> **Page**:
___

Aider la nature à regagner du terrain

Aider la nature à regagner du terrain

Interview de Joëlle Welfring, ministre de l’Environnement, du Climat et du Développement durable.

Conscient que la biodiversité se dégrade au Luxembourg, le ministère de l’Environnement, du Climat et du Développement durable a mis en place divers instruments et mesures pour soutenir les maîtres d’ouvrage dans leurs efforts en faveur de la protection de la nature et des ressources.

Quel est l’état de la biodiversité au Luxembourg ?

La dégradation des écosystèmes ainsi que la perte de services écosystémiques constituent des menaces directes et existentielles pour la vie et le bien-être de notre population et mettent en péril les fondements de notre société et de notre économie. Les défis pour conserver la nature au Luxembourg sont importants et nécessitent des mesures immédiates sur le terrain, en face d’un état de la nature alarmant :

  • L’occupation des sols au Luxembourg est nettement supérieure à la moyenne européenne.
  • Le Luxembourg est le pays le plus fragmenté d’Europe.
  • Les papillons et les oiseaux des milieux ouverts sont en forte régression.
  • 2/3 des habitats protégés d’importance européenne sont dans un état de conservation défavorable.
  • 4/5 des espèces protégées d’importance européenne sont dans un état de conservation défavorable.
  • 50 % des habitats sont dans un état de conservation mauvais, 18 % dans un état défavorable.
  • 1,5 % des espèces d’oiseaux nicheurs sont éteintes, 27 % sont en déclin à court terme, 36 % à long terme. Presque la moitié de ces chiffres sont liés aux habitats en milieux ouverts.

___

> **Données à traiter**:

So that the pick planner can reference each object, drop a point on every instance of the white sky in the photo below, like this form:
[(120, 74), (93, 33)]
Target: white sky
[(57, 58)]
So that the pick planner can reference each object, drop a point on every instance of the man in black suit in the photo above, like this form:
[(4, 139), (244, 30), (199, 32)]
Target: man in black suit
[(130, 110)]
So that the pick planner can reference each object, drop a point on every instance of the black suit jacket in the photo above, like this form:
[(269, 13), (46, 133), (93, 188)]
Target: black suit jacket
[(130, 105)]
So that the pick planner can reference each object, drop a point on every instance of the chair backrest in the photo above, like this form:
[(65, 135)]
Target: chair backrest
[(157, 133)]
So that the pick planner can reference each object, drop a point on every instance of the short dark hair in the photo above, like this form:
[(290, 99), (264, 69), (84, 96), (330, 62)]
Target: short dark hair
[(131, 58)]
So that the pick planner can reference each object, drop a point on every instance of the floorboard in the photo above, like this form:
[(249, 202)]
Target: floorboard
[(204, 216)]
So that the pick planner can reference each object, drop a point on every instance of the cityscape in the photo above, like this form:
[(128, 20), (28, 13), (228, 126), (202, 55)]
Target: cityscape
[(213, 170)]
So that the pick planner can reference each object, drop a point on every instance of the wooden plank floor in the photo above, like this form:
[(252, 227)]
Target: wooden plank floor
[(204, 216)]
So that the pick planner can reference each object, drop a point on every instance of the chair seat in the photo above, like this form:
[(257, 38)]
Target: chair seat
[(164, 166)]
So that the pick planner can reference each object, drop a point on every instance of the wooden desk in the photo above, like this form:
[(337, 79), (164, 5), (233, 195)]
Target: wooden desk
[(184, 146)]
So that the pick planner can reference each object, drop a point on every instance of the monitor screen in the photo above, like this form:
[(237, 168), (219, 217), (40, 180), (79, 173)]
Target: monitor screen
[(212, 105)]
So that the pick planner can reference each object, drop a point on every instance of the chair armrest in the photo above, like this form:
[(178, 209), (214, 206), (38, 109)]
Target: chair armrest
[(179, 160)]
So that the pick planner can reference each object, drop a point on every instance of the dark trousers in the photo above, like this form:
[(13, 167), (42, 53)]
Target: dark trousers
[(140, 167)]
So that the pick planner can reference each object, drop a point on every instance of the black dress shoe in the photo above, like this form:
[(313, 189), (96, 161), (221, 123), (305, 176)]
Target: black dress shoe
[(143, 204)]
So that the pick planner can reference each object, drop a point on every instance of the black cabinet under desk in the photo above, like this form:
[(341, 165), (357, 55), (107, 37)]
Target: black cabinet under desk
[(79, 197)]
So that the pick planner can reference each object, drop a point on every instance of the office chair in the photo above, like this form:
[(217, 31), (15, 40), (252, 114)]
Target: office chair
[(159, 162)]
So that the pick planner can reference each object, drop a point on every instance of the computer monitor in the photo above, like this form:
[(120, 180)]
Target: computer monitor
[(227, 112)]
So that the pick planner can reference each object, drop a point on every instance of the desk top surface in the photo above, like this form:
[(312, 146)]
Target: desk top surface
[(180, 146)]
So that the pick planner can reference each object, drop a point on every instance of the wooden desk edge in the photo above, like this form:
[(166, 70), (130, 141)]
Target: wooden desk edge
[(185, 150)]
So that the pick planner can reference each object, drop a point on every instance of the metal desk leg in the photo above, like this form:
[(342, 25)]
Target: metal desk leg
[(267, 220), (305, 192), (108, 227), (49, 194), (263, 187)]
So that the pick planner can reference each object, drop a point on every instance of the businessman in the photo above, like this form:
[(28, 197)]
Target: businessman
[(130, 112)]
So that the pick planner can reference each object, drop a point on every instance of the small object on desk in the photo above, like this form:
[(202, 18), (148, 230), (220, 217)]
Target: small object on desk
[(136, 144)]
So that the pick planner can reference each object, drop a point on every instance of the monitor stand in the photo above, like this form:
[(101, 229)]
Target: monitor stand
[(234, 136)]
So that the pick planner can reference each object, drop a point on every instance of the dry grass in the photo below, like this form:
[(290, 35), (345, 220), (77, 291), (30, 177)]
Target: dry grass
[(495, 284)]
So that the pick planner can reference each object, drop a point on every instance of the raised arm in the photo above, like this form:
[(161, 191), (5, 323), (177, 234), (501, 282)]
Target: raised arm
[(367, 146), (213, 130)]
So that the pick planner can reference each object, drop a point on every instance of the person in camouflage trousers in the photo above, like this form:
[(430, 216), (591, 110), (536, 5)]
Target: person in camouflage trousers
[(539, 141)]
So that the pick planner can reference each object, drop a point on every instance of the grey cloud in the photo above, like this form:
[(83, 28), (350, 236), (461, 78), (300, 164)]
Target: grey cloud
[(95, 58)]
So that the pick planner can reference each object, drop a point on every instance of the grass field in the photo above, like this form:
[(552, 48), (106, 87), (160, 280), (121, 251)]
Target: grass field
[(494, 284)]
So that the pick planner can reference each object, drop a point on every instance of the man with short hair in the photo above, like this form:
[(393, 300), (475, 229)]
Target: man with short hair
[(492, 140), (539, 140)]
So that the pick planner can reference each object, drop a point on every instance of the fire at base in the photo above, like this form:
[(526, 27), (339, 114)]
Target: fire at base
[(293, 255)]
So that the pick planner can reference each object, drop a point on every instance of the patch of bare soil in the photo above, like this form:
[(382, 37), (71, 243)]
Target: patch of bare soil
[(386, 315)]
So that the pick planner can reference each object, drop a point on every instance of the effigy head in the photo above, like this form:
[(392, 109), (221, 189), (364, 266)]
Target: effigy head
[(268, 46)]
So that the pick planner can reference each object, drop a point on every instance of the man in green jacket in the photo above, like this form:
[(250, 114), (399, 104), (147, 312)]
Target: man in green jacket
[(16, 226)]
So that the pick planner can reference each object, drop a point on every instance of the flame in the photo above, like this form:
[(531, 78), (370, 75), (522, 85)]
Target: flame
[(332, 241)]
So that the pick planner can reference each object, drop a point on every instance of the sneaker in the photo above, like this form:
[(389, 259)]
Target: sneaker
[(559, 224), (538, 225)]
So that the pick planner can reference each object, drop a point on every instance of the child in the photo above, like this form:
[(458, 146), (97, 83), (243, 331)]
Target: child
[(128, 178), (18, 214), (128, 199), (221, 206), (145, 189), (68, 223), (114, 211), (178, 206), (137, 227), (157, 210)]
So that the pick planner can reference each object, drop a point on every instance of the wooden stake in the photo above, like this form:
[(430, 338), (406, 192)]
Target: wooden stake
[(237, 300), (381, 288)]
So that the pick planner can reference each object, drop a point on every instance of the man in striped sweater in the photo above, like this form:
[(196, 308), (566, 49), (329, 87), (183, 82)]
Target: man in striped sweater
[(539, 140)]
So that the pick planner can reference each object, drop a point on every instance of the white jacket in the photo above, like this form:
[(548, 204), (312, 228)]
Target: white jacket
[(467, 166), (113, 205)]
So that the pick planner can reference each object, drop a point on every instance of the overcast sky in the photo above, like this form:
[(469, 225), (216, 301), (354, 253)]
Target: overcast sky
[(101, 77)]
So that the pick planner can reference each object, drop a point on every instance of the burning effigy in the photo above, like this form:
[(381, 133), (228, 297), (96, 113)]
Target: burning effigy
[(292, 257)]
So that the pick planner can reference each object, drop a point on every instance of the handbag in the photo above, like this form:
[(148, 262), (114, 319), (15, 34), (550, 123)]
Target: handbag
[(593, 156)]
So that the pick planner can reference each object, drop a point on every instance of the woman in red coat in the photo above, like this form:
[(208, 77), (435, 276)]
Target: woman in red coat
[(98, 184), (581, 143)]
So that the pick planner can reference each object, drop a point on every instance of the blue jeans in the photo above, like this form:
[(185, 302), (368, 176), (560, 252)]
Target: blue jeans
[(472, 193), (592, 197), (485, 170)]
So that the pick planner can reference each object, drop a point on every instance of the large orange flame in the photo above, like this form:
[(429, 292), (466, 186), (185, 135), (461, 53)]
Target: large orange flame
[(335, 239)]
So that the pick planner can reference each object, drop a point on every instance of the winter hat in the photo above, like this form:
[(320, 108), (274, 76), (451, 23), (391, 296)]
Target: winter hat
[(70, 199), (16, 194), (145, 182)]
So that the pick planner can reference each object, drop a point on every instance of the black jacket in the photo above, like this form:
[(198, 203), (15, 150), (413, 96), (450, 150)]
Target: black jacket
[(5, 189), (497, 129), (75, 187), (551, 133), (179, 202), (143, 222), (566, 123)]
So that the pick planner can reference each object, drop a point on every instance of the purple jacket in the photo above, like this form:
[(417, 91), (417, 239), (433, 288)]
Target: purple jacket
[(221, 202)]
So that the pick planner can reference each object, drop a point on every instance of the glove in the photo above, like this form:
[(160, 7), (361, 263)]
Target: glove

___

> **Consignes**:
• A. Relevez tous les pourcentages qui figurent dans la page sur la biodiversité au Luxembourg.
• B. Recopiez à l'identique les lignes des données, depuis celle qui contient « of the winter » jusqu'à la fin des données, ces deux bornes comprises.
Les lignes n'ont aucun lien avec la page.

> **Corrigé des exercices**:
• A. 50 %, 18 %, 1,5 %, 27 %, 36 %

• B.
So that the pick planner can reference each object, drop a point on every instance of the winter hat in the photo above, like this form:
[(320, 108), (274, 76), (451, 23), (391, 296)]
Target: winter hat
[(70, 199), (16, 194), (145, 182)]
So that the pick planner can reference each object, drop a point on every instance of the black jacket in the photo above, like this form:
[(198, 203), (15, 150), (413, 96), (450, 150)]
Target: black jacket
[(5, 189), (497, 129), (75, 187), (551, 133), (179, 202), (143, 222), (566, 123)]
So that the pick planner can reference each object, drop a point on every instance of the purple jacket in the photo above, like this form:
[(417, 91), (417, 239), (433, 288)]
Target: purple jacket
[(221, 202)]
So that the pick planner can reference each object, drop a point on every instance of the glove in the photo above, like this form:
[(160, 7), (361, 263)]
Target: glove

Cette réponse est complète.